The word euthanasia simply means "a good death" - something we all wish for. In fanciful moments, we might all envisage what that might mean - how we might prefer to die. But we know that life is not always like that.

It might be a cliché to say that death is simply part of life, but we all know there's no avoiding the inevitable. Yet in our Australian culture we talk little about death and don't deal with death anywhere near as well as we might.

We live longer and better than we once did, and we are constantly urged to tackle obesity, smoking, diabetes, drug use, binge-drinking, etc., with a view to enjoying healthier, happier lives.

Coping with suffering

Yet, generally speaking, we understand little about what might happen to us should our health fail, or if we experience a terminal illness or the deterioration of our faculties and functions, as sometimes happens with advanced ageing. How will we cope? How will our loved ones cope?

These are important questions. There is no "one size fits all" solution. Each of us is a unique individual person and, even though the progress of any illness or deterioration has a generally understood pattern, no-one can predict its duration or intensity.

Is it any wonder, therefore, that we should fear these unknowns; that we should, somehow, want to control the uncontrollable?

▬▬▬▬▬▬▬▬▬▬

- _Explore the material_:
**a.** In the euthanasia text, what does the word "euthanasia" mean?
**b.** Why does the euthanasia text say there is no "one size fits all" solution to coping with illness or deterioration? Answer in one to three sentences.
**c.** Resume the text on euthanasia after its final sentence.

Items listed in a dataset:
▬▬▬▬▬▬▬▬▬▬

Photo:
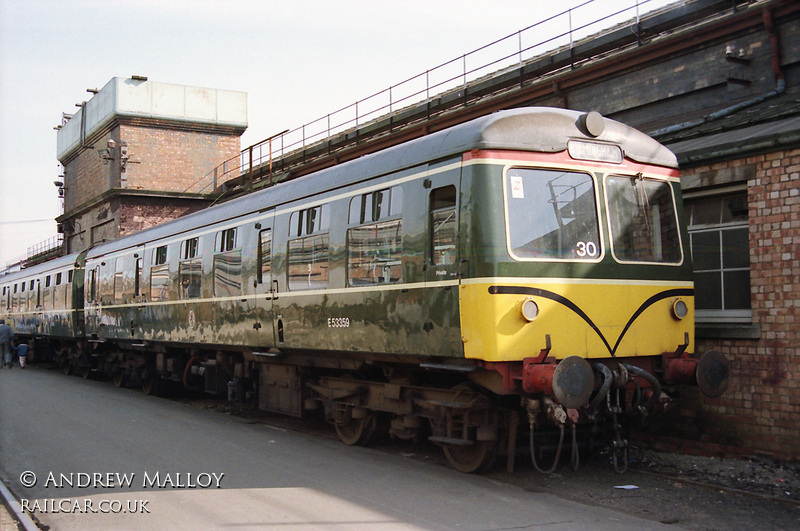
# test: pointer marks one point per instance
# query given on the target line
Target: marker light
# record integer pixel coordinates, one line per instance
(529, 310)
(679, 309)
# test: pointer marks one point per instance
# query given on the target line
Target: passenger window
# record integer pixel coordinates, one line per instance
(309, 254)
(119, 287)
(159, 275)
(190, 269)
(376, 206)
(443, 225)
(227, 264)
(265, 256)
(374, 253)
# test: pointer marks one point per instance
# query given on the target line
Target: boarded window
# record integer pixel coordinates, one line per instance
(265, 256)
(443, 225)
(374, 253)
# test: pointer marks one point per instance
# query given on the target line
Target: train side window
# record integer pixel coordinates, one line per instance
(308, 255)
(160, 255)
(92, 285)
(374, 253)
(190, 270)
(443, 225)
(264, 256)
(159, 275)
(67, 291)
(137, 278)
(376, 206)
(551, 215)
(225, 240)
(189, 248)
(227, 264)
(308, 262)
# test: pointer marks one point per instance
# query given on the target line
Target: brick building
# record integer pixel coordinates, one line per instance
(139, 153)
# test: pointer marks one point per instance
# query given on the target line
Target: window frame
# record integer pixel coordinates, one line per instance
(600, 244)
(721, 315)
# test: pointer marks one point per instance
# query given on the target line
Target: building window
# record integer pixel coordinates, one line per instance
(719, 234)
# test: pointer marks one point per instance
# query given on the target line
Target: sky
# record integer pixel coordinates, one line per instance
(297, 60)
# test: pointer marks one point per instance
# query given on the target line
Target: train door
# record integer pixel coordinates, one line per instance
(441, 323)
(138, 296)
(266, 287)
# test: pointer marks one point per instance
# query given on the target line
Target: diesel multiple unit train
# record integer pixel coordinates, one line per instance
(528, 269)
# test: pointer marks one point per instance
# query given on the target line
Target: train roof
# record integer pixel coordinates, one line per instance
(539, 129)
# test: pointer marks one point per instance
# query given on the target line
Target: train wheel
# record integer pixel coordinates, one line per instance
(150, 385)
(356, 430)
(477, 457)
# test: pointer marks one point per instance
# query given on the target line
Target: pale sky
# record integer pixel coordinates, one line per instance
(297, 60)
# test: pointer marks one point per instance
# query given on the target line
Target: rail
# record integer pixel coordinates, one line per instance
(400, 104)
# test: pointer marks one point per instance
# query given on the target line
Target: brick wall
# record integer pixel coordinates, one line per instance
(165, 159)
(141, 213)
(760, 412)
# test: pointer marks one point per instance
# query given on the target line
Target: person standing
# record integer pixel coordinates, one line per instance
(22, 353)
(6, 335)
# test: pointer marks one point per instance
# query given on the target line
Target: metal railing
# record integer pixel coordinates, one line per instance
(555, 34)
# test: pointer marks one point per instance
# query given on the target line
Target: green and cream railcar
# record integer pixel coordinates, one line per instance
(535, 253)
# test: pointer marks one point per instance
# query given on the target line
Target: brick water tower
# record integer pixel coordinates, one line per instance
(139, 153)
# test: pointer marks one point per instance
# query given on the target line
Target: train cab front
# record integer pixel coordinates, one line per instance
(588, 312)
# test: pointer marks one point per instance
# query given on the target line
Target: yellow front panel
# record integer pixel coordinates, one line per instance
(587, 318)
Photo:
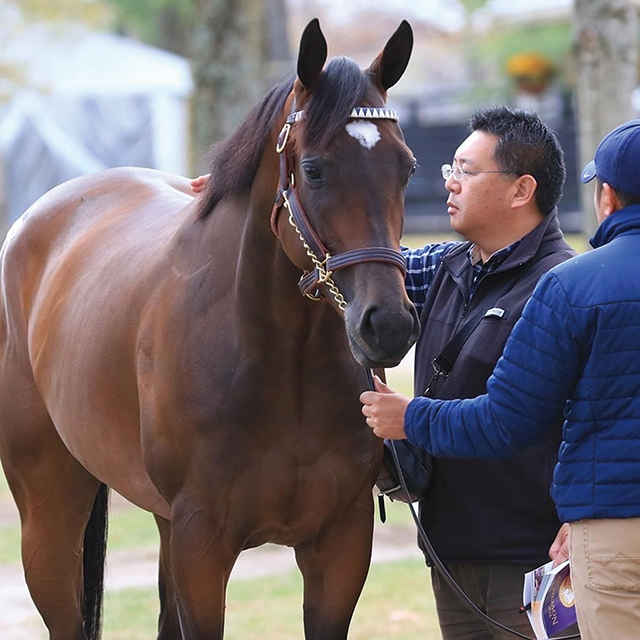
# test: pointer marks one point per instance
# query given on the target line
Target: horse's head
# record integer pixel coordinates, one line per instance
(344, 174)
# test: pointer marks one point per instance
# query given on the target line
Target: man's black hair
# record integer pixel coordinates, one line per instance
(526, 146)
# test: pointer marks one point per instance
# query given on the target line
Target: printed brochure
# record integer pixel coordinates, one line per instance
(548, 600)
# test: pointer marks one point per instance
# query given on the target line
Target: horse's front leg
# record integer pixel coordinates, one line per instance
(334, 567)
(202, 557)
(168, 622)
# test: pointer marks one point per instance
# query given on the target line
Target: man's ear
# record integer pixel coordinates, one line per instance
(608, 202)
(525, 191)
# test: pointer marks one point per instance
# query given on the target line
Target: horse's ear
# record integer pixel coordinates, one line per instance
(389, 66)
(312, 54)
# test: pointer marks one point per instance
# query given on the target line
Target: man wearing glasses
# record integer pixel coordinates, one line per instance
(490, 521)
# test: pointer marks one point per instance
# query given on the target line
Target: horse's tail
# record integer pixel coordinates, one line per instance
(95, 551)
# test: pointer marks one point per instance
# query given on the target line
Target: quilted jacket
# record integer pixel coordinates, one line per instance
(576, 349)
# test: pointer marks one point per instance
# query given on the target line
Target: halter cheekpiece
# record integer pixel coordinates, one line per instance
(325, 264)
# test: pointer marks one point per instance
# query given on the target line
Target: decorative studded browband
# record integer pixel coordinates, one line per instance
(325, 264)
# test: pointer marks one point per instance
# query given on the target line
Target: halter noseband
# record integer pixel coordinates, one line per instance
(325, 264)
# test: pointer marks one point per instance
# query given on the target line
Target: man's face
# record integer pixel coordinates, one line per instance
(477, 202)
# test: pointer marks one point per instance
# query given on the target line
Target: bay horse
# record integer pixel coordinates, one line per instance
(157, 343)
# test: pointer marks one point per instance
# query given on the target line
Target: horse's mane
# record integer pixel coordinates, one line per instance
(235, 160)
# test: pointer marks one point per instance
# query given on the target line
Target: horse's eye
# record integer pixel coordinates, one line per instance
(411, 174)
(312, 173)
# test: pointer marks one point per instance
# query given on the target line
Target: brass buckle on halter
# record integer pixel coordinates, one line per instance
(323, 273)
(283, 138)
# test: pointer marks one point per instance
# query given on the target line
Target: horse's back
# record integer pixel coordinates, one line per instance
(77, 271)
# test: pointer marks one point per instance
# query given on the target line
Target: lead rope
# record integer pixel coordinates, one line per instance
(433, 556)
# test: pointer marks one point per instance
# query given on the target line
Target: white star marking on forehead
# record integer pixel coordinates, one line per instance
(366, 133)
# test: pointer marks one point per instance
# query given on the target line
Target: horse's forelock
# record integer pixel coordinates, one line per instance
(233, 162)
(340, 87)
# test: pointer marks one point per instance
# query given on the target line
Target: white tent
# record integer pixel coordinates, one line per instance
(89, 100)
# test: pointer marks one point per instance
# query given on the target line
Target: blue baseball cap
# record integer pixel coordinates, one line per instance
(617, 159)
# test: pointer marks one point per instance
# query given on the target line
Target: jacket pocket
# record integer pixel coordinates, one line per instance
(612, 553)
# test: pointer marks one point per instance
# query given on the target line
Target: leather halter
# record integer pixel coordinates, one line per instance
(325, 264)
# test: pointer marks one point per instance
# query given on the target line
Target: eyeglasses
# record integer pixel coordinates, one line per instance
(458, 173)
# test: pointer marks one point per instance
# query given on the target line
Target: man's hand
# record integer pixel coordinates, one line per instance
(559, 550)
(384, 410)
(198, 184)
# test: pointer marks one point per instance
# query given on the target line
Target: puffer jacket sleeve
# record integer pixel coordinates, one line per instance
(525, 395)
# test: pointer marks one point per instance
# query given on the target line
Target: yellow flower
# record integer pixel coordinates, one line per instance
(529, 65)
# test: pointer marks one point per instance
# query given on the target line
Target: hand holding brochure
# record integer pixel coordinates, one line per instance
(548, 599)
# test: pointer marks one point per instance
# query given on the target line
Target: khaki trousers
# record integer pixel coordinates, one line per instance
(605, 573)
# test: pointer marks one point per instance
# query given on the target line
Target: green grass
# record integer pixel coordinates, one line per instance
(396, 603)
(4, 487)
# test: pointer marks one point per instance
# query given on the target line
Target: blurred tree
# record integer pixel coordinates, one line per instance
(163, 23)
(606, 43)
(239, 48)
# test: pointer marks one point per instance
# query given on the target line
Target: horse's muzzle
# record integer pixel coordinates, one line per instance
(379, 337)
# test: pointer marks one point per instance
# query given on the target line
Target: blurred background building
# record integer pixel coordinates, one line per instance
(88, 84)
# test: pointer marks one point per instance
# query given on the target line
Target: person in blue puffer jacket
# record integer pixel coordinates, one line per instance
(575, 350)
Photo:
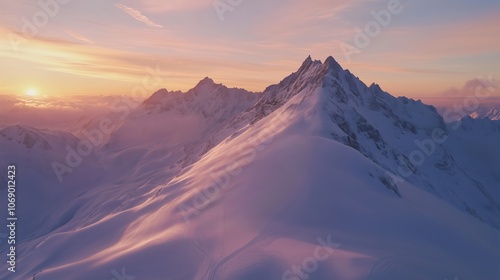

▬▬▬▬▬▬▬▬▬▬

- _Outputs for the tasks_:
**a.** It means "a good death."

**b.** Each person is a unique individual. Although any illness or deterioration follows a generally understood pattern, no one can predict how long it will last or how intense it will be.

**c.**
It is this natural desire for control in the face of unknowns, such as potential pain and loss of faculties, that seems to provide pro-euthanasia activist Dr Philip Nitschke with a platform and an audience for his so-called "exit" strategies.

It is a pity that palliative care services, for which South Australia is a world leader, do not enjoy the same sort of exposure. These services are the really good news that deserves to be heard, as are the countless stories of families and loved ones who valued the care, dignity and compassion that they have received.

Recently, two eminent palliative-care specialists interstate boldly declared that their "patients don't die in pain". It is true: pain can be effectively managed.

But palliative care is much more than just good management of pain. It is also about a frank and open discussion about treatments, about the patient's needs and desires, all with a view to pastoral care and comfort for all concerned. It should come as no surprise that, in such circumstances, patients rarely bring up euthanasia; their fears are allayed and their sense of control restored.

Euthanasia advocates often talk about personal autonomy, saying such things as, "It should be my choice about how I die." They speak as though a law to allow for euthanasia wouldn't affect anyone who chose otherwise.

This is a folly. Why is it, then, that in the Netherlands many older people carry on their person cards that say that they do not want to undergo euthanasia?

Many in the Netherlands actually fear going to a hospital or visiting a GP. Haven't the Dutch simply replaced the normal fear of pain and death from natural causes with a fear of being deliberately killed?

We are expected to believe that it should be reasonably simple to enshrine "safeguards" in euthanasia law to ensure that people are not killed against their will or to ensure that only those in the end stages of a terminal illness would qualify.

In 1981, a decision of the Rotterdam court made provision for voluntary euthanasia under guidelines similar to those described in recent South Australian bills. However, a review conducted a decade on found that, in practice, more than one third of people killed as a result of euthanasia did not consent to the procedure.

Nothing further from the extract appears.